» SUPPLIED DATA

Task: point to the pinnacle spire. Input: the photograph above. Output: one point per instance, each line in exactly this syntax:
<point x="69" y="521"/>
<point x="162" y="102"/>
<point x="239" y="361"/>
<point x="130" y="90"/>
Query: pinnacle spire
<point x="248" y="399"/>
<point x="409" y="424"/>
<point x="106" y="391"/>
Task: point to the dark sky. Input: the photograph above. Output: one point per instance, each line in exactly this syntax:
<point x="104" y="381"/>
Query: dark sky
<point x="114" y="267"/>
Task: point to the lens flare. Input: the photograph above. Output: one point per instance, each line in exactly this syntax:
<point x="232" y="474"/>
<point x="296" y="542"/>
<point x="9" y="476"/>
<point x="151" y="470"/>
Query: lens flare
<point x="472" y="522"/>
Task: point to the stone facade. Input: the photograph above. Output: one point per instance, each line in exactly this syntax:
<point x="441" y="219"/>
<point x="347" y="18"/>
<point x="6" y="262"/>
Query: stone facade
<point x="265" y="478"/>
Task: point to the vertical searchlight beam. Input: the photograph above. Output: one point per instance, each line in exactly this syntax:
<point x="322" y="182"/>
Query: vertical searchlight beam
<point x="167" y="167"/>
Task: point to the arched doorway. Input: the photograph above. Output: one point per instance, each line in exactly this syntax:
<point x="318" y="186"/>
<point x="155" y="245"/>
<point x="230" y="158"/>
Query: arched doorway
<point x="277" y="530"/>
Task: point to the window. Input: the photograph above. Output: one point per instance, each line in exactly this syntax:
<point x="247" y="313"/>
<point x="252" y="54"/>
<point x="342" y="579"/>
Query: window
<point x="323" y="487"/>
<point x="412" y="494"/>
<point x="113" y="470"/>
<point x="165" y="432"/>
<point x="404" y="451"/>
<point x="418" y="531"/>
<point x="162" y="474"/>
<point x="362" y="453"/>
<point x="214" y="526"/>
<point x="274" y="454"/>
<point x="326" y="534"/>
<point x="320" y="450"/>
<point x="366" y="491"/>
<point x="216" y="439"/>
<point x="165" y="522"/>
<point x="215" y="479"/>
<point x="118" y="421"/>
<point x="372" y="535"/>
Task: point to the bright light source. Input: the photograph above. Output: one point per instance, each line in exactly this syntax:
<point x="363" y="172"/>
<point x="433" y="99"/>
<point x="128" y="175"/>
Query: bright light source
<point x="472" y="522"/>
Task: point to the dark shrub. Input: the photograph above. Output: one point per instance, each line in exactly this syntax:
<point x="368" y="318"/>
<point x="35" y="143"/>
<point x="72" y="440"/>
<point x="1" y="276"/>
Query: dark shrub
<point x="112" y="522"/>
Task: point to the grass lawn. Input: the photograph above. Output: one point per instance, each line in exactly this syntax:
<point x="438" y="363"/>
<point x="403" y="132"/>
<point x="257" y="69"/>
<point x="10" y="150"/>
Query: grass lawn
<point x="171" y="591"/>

» WHAT THIS TASK INVOLVES
Find the line containing "Task: point to the window." in the material above. Print it and every line after it through the end, exactly and only those.

» EXERCISE RESPONSE
Task: point to the window. Input: the photograph above. Output: one point per instance, each line in exactly this syntax:
<point x="247" y="313"/>
<point x="252" y="54"/>
<point x="342" y="579"/>
Query: window
<point x="323" y="487"/>
<point x="412" y="494"/>
<point x="113" y="470"/>
<point x="165" y="432"/>
<point x="404" y="451"/>
<point x="418" y="531"/>
<point x="162" y="474"/>
<point x="362" y="453"/>
<point x="214" y="526"/>
<point x="274" y="454"/>
<point x="326" y="534"/>
<point x="320" y="450"/>
<point x="366" y="491"/>
<point x="216" y="439"/>
<point x="165" y="522"/>
<point x="215" y="479"/>
<point x="118" y="421"/>
<point x="372" y="535"/>
Task: point to the bright light source. Input: the photograph above. Output: one point per instance, each line in exactly this syntax:
<point x="363" y="172"/>
<point x="433" y="99"/>
<point x="128" y="175"/>
Query: bright light source
<point x="472" y="522"/>
Task: point to the dark shrub. Input: the photograph above. Output: one point per instance, each line in exactly this syntax:
<point x="368" y="318"/>
<point x="35" y="143"/>
<point x="72" y="440"/>
<point x="1" y="276"/>
Query: dark shrub
<point x="112" y="522"/>
Task: point to the grass lawn. Input: the photograph above. Output: one point per instance, each line in exactly this syntax:
<point x="438" y="363"/>
<point x="403" y="132"/>
<point x="257" y="69"/>
<point x="10" y="150"/>
Query: grass lawn
<point x="171" y="591"/>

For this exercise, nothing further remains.